Point annotations for photos
============

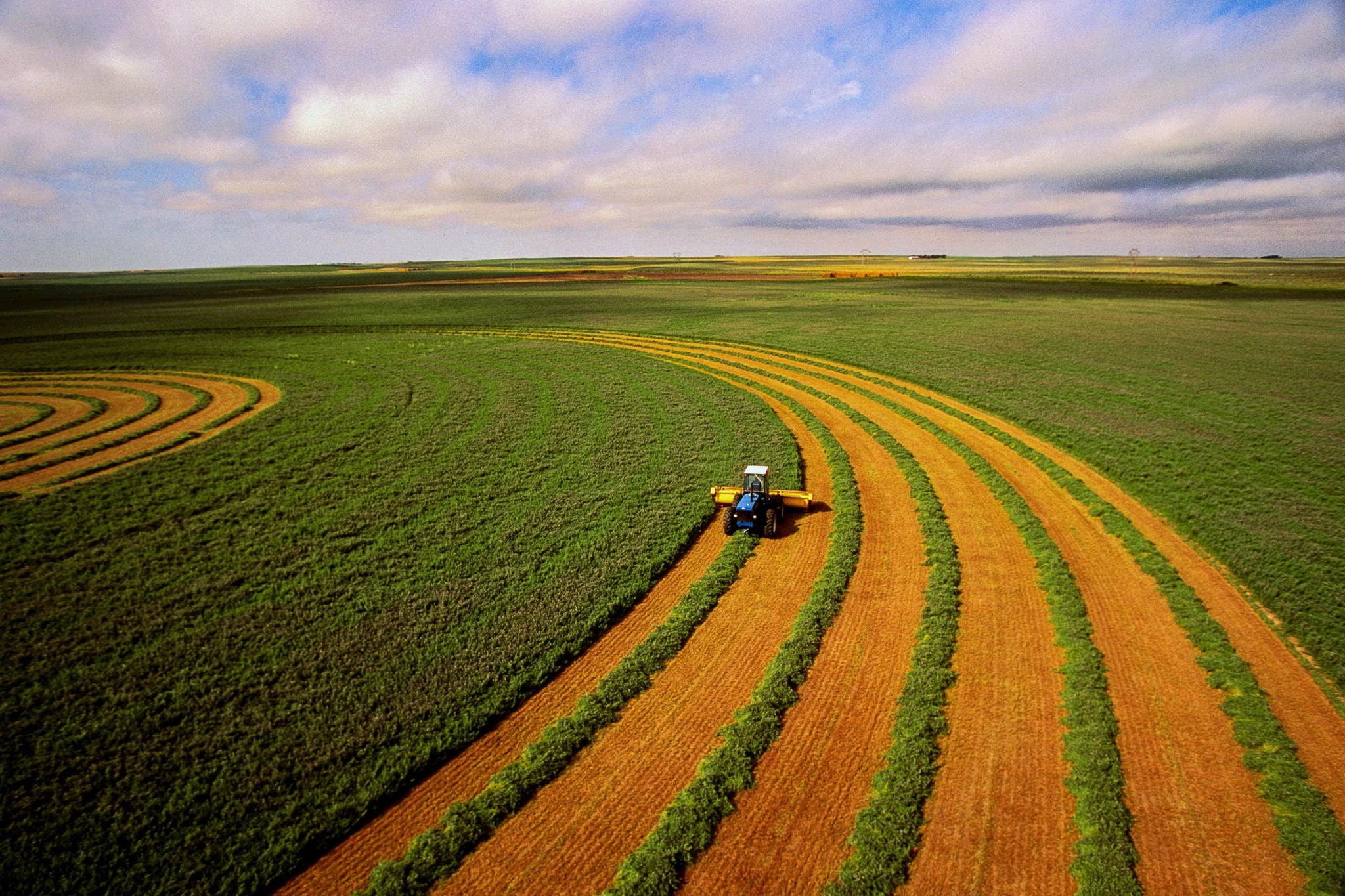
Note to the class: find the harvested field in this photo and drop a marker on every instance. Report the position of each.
(1200, 824)
(104, 421)
(613, 793)
(1296, 698)
(346, 868)
(988, 830)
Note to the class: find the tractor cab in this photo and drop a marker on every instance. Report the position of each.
(755, 507)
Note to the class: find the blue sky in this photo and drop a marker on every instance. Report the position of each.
(160, 133)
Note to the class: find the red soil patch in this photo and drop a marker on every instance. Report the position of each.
(1000, 819)
(575, 832)
(120, 408)
(1296, 699)
(1200, 824)
(346, 868)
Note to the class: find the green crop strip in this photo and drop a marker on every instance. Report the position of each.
(96, 408)
(1308, 829)
(346, 591)
(439, 852)
(152, 403)
(888, 830)
(688, 825)
(39, 414)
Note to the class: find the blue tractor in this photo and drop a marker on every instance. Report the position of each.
(757, 507)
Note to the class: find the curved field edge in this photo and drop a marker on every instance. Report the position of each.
(1308, 829)
(439, 852)
(152, 403)
(124, 382)
(96, 408)
(888, 832)
(688, 825)
(368, 459)
(37, 416)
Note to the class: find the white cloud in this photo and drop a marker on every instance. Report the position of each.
(550, 116)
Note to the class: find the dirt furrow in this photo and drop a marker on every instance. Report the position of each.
(1000, 817)
(573, 834)
(1200, 824)
(121, 406)
(346, 868)
(1296, 699)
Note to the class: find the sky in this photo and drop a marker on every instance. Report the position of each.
(146, 135)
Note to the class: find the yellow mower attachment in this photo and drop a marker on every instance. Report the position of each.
(757, 507)
(793, 499)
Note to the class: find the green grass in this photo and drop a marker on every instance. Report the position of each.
(686, 828)
(1308, 829)
(1219, 408)
(887, 830)
(217, 664)
(440, 851)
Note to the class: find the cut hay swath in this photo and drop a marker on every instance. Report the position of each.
(101, 421)
(1111, 591)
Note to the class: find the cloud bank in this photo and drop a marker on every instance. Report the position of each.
(250, 131)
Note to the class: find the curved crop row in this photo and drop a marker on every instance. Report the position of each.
(95, 406)
(1308, 829)
(38, 414)
(200, 405)
(887, 834)
(1105, 853)
(437, 853)
(688, 825)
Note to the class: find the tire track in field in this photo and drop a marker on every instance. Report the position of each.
(988, 829)
(191, 408)
(347, 867)
(1200, 822)
(612, 796)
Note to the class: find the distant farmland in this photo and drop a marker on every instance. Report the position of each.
(443, 608)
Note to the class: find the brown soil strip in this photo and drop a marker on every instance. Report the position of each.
(1296, 699)
(1200, 824)
(120, 406)
(1000, 817)
(346, 868)
(227, 398)
(573, 834)
(66, 410)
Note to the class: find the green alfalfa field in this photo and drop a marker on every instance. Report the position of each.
(219, 662)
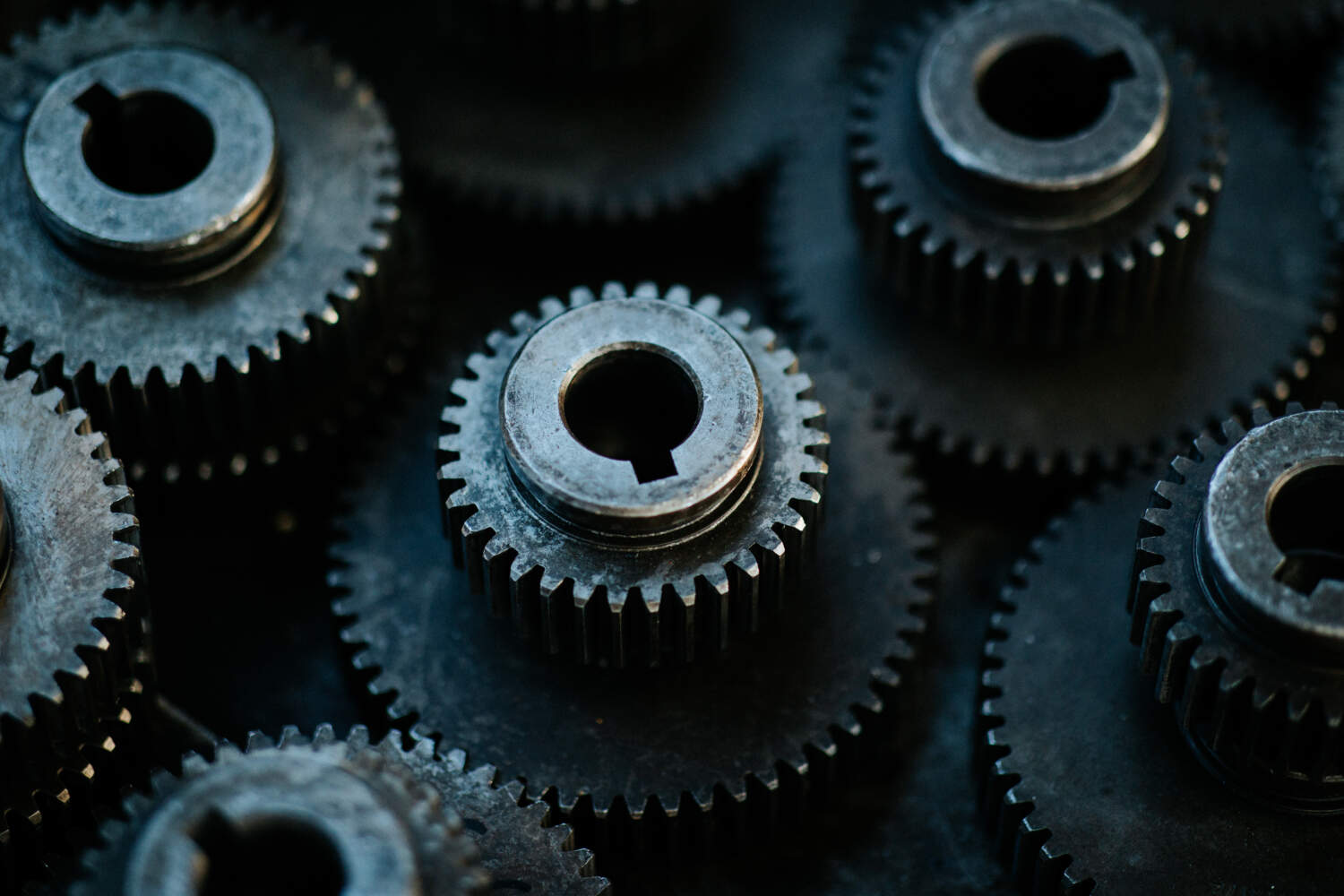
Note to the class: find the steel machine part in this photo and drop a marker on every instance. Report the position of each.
(633, 478)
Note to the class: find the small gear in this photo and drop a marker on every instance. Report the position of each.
(1245, 331)
(612, 148)
(1236, 603)
(320, 815)
(1035, 188)
(1088, 785)
(633, 478)
(642, 761)
(196, 217)
(72, 616)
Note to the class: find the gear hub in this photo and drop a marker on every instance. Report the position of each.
(1048, 177)
(1238, 605)
(633, 458)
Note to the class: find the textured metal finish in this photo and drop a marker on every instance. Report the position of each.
(347, 817)
(636, 761)
(1086, 780)
(1242, 635)
(607, 567)
(234, 358)
(1075, 217)
(1249, 327)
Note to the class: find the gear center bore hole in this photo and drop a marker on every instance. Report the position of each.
(633, 405)
(268, 857)
(1050, 88)
(147, 142)
(1305, 520)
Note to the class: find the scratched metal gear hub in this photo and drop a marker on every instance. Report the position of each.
(196, 212)
(633, 478)
(1236, 605)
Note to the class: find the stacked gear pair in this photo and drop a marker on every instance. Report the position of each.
(198, 212)
(636, 478)
(1234, 603)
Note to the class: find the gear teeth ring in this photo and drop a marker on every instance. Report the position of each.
(728, 578)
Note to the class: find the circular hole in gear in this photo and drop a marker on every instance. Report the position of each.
(145, 142)
(269, 857)
(1050, 88)
(633, 405)
(1305, 520)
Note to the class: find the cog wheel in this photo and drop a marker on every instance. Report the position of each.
(1089, 788)
(617, 148)
(625, 535)
(1245, 330)
(70, 611)
(1236, 605)
(1011, 212)
(639, 761)
(198, 269)
(320, 815)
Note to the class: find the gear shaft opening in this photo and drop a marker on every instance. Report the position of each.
(147, 142)
(1303, 513)
(268, 857)
(1050, 88)
(633, 405)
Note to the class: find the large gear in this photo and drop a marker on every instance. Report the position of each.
(323, 815)
(196, 215)
(1246, 328)
(1010, 207)
(72, 613)
(1088, 785)
(628, 538)
(642, 759)
(1236, 605)
(615, 148)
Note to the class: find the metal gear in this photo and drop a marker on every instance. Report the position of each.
(1088, 786)
(1246, 330)
(625, 536)
(617, 148)
(72, 616)
(640, 761)
(1048, 179)
(198, 212)
(323, 815)
(1236, 605)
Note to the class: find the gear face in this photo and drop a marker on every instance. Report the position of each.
(1236, 605)
(70, 611)
(1090, 788)
(634, 758)
(633, 478)
(323, 817)
(1245, 328)
(1007, 206)
(196, 217)
(615, 148)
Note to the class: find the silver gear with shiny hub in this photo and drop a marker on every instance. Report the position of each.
(1035, 171)
(72, 616)
(633, 478)
(198, 211)
(1236, 598)
(331, 817)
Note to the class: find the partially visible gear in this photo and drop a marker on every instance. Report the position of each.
(633, 478)
(601, 147)
(642, 761)
(196, 214)
(1252, 327)
(1088, 785)
(1236, 605)
(1048, 177)
(320, 817)
(72, 614)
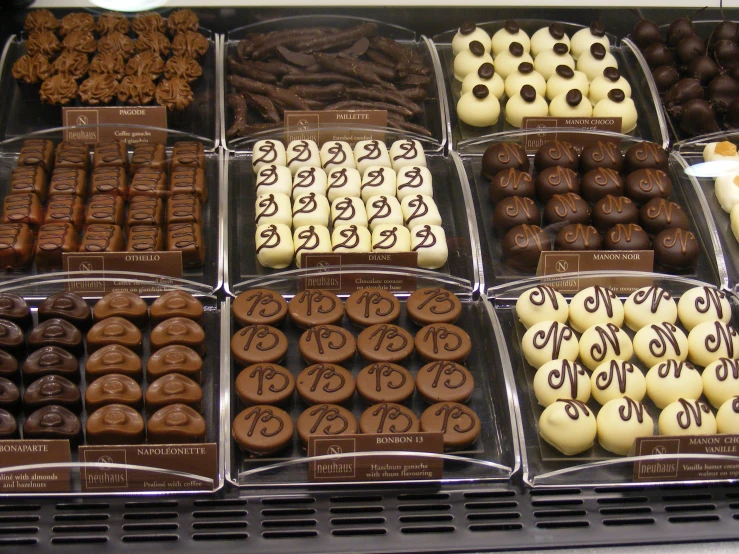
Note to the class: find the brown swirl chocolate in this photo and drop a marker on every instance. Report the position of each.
(184, 208)
(68, 181)
(188, 154)
(114, 330)
(145, 210)
(113, 359)
(72, 154)
(145, 238)
(189, 180)
(173, 388)
(188, 239)
(175, 359)
(28, 179)
(16, 245)
(105, 209)
(23, 208)
(38, 152)
(66, 305)
(102, 238)
(151, 155)
(148, 182)
(388, 418)
(56, 332)
(178, 330)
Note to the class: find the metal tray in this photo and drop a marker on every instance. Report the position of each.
(433, 118)
(25, 113)
(494, 456)
(544, 466)
(467, 139)
(710, 266)
(37, 289)
(242, 270)
(210, 274)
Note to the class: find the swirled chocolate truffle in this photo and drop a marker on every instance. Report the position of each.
(626, 237)
(182, 67)
(147, 22)
(511, 182)
(58, 89)
(600, 182)
(556, 153)
(109, 63)
(98, 89)
(154, 42)
(111, 23)
(556, 180)
(190, 43)
(31, 69)
(565, 209)
(174, 94)
(504, 155)
(659, 214)
(522, 246)
(676, 249)
(601, 154)
(514, 211)
(44, 43)
(578, 237)
(644, 184)
(612, 210)
(136, 89)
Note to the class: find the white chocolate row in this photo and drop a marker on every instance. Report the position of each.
(305, 153)
(277, 246)
(341, 182)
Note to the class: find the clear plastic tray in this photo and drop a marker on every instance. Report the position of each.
(544, 466)
(494, 456)
(467, 139)
(433, 117)
(242, 269)
(25, 113)
(710, 263)
(210, 274)
(36, 289)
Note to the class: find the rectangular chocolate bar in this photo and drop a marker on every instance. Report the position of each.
(103, 238)
(190, 180)
(145, 238)
(68, 180)
(184, 208)
(38, 152)
(110, 154)
(53, 240)
(64, 208)
(105, 208)
(72, 154)
(23, 208)
(109, 180)
(148, 155)
(145, 210)
(188, 153)
(16, 245)
(28, 178)
(188, 239)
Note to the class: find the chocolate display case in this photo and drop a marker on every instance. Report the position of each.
(460, 273)
(493, 457)
(208, 274)
(466, 138)
(710, 266)
(430, 123)
(27, 114)
(108, 459)
(543, 465)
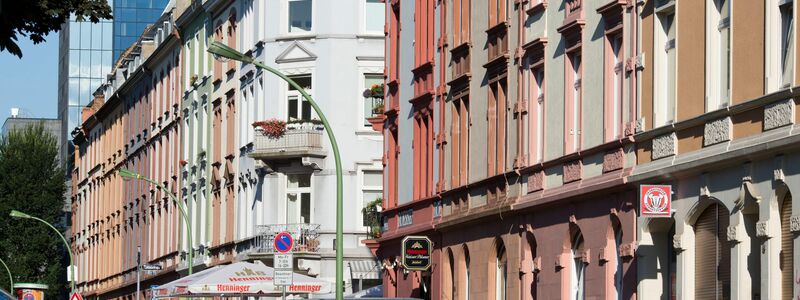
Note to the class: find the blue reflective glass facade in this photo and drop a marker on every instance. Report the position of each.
(87, 52)
(130, 19)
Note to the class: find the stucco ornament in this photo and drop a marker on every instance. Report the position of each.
(762, 229)
(779, 114)
(664, 146)
(717, 131)
(613, 160)
(573, 171)
(794, 223)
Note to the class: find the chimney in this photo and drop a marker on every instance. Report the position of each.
(94, 106)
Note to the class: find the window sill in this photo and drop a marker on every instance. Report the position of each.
(296, 36)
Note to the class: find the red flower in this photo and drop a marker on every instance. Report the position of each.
(273, 128)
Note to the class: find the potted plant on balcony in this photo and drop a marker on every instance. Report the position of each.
(272, 128)
(372, 217)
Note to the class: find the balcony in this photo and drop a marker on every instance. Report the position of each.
(301, 142)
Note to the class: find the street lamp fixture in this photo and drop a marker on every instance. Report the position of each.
(128, 174)
(221, 51)
(22, 215)
(10, 279)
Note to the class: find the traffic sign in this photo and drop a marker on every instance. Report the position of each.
(283, 242)
(283, 277)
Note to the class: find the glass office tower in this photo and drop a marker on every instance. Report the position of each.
(87, 52)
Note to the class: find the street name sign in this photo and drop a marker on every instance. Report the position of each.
(417, 253)
(151, 267)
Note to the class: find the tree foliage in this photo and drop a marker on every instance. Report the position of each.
(36, 18)
(32, 181)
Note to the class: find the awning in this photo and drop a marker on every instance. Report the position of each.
(240, 279)
(365, 269)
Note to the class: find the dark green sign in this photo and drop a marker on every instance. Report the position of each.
(417, 253)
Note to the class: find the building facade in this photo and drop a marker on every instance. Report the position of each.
(131, 123)
(172, 112)
(718, 118)
(335, 62)
(508, 138)
(581, 102)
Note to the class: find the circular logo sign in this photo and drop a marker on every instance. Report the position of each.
(283, 242)
(655, 200)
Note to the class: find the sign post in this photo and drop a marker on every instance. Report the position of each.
(283, 261)
(417, 253)
(655, 201)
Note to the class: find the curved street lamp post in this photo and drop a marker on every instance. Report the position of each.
(10, 279)
(128, 174)
(221, 51)
(22, 215)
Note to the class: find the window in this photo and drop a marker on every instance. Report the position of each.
(573, 111)
(459, 136)
(618, 260)
(374, 16)
(298, 198)
(297, 107)
(497, 113)
(577, 269)
(300, 16)
(373, 104)
(786, 257)
(371, 186)
(498, 11)
(712, 257)
(461, 20)
(664, 96)
(614, 88)
(787, 43)
(501, 273)
(536, 94)
(718, 56)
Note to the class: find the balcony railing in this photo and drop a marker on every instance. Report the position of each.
(306, 237)
(299, 140)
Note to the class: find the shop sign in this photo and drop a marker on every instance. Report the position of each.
(417, 253)
(655, 201)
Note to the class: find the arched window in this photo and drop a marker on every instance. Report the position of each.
(449, 289)
(577, 268)
(500, 272)
(465, 292)
(786, 258)
(712, 258)
(618, 259)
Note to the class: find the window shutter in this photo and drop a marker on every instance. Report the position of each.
(712, 254)
(787, 250)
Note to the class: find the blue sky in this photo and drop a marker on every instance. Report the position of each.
(30, 83)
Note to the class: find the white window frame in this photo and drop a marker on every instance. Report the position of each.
(299, 191)
(363, 24)
(300, 99)
(663, 87)
(715, 98)
(285, 19)
(374, 166)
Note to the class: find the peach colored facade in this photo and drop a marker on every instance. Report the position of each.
(515, 211)
(131, 123)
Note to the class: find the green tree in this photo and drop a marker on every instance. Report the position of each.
(36, 18)
(32, 181)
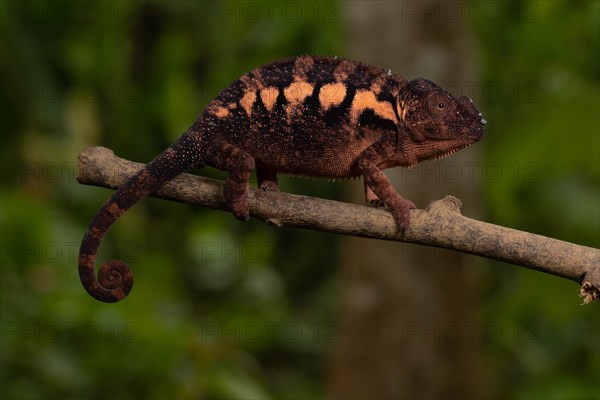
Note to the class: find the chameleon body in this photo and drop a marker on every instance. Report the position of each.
(310, 116)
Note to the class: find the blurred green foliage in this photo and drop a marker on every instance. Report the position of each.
(225, 310)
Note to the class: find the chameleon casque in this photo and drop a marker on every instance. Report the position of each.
(319, 117)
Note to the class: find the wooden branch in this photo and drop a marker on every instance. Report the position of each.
(440, 225)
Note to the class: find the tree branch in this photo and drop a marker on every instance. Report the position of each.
(439, 225)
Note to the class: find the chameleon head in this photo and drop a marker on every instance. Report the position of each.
(435, 122)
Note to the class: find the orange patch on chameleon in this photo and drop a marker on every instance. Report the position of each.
(247, 101)
(219, 111)
(366, 100)
(269, 97)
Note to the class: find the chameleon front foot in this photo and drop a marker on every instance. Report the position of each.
(401, 213)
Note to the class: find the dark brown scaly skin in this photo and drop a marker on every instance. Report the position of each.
(312, 116)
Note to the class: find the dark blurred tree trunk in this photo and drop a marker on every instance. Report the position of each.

============

PROBLEM REQUIREMENTS: Please output the items as a JSON list of strings, one string per line with blank lines omitted, starting at the beginning of the items and ending at the line that contains "(1111, 591)". Leave the pictures out.

RESPONSE TO THE TASK:
[
  "Note to the class: find the harvested field in this photo and drop a marker on every instance. Report the position of each.",
  "(1200, 824)",
  "(104, 421)",
  "(613, 793)",
  "(1296, 698)",
  "(346, 868)",
  "(988, 830)",
  "Note to the class: find the tractor cab in this photo and drop a marker on every instance. Report the position of each.",
  "(755, 507)",
  "Note to the class: find the blue sky in this photo and drop a marker on every instance. Report the position of each.",
  "(160, 133)",
  "Note to the class: find the red soil patch in this photo and drop a marker on every instance. Report the position of each.",
  "(1000, 819)",
  "(575, 832)",
  "(120, 408)",
  "(1296, 699)",
  "(1200, 824)",
  "(346, 868)",
  "Note to the class: find the green crop strip in this photo and drop a marker on every instance. Report the position of each.",
  "(96, 408)",
  "(1308, 829)",
  "(346, 591)",
  "(439, 852)",
  "(152, 403)",
  "(888, 830)",
  "(688, 825)",
  "(39, 414)",
  "Note to the class: find the blue tractor in this photo and drop a marker on every instance. Report the position of each.",
  "(757, 507)",
  "Note to the class: find the curved field edge in this photo and drop a marker on every instance. Report the position of each.",
  "(1308, 829)",
  "(439, 852)",
  "(152, 403)",
  "(124, 382)",
  "(96, 408)",
  "(888, 832)",
  "(688, 825)",
  "(368, 459)",
  "(37, 416)",
  "Note to the class: find the white cloud in this photo and drop a marker on every instance. Report the position of each.",
  "(550, 116)",
  "Note to the class: find the dirt furrow in this photo and drop a marker on every instance. Report the position of each.",
  "(1000, 817)",
  "(573, 834)",
  "(1200, 824)",
  "(121, 406)",
  "(346, 868)",
  "(1296, 699)",
  "Note to the class: find the sky in this photo and drop a marker on every instance. Report the position of each.",
  "(146, 135)",
  "Note to the class: find the yellow mower attachment in this photo and drop a marker on every instance. Report the position of each.",
  "(757, 507)",
  "(793, 499)",
  "Note to the class: find the green grass in this photo and drop a marker on every instance. Report the position of each.",
  "(686, 828)",
  "(1308, 829)",
  "(1219, 408)",
  "(887, 830)",
  "(217, 664)",
  "(440, 851)",
  "Note to the class: find the cut hay swath in this photo and drop a marker on every instance. Report the position of each.",
  "(101, 421)",
  "(1111, 591)"
]